**Rows of box annotation data:**

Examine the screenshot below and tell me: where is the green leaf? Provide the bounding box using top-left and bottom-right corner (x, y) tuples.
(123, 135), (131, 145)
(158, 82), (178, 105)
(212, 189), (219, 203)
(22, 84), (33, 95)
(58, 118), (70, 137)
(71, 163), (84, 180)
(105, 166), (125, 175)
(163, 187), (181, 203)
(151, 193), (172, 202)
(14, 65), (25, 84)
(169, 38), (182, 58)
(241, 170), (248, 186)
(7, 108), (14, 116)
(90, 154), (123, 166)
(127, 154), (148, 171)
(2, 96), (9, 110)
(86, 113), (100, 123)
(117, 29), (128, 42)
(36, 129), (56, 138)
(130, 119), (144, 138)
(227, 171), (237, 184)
* * *
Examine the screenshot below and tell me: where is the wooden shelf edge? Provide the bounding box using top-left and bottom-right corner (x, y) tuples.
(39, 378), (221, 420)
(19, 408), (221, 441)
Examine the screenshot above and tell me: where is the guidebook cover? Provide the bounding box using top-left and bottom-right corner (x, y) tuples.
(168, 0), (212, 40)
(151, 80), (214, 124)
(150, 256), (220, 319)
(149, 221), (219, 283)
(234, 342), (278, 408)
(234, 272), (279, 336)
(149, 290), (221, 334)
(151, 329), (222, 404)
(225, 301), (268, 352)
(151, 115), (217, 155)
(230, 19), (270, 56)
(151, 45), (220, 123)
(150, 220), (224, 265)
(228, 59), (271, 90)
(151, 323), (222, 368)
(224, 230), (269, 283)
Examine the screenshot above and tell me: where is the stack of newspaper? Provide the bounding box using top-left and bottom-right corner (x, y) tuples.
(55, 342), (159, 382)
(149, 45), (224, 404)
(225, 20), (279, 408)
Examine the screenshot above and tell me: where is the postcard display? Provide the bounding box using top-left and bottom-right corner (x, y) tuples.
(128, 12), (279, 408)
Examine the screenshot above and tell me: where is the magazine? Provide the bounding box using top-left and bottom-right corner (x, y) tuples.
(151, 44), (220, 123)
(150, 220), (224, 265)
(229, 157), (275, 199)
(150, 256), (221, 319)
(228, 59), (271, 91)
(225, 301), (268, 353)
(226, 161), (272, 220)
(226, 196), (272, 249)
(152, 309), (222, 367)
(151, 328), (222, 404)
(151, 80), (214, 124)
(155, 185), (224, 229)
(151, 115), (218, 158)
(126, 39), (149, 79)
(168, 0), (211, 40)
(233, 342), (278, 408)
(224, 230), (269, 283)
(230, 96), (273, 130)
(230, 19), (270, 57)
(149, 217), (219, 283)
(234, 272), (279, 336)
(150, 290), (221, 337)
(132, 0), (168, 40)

**The task:** Reproduce the material above word for word, from the line with "Examine the screenshot above and tell me: where is the stack" through the line with "(128, 12), (279, 408)", including both of those lines.

**Exercise output:**
Examine the screenshot above and tell me: where is the stack of newspaper? Provide the bounding box using top-left and bottom-right corner (x, y) tuples.
(55, 342), (159, 382)
(149, 45), (224, 404)
(225, 20), (279, 408)
Examine the screenshot above and tell me: where is the postcard display? Provide the bounding box using top-left and bottom-right corner (x, y) tuples.
(128, 12), (279, 408)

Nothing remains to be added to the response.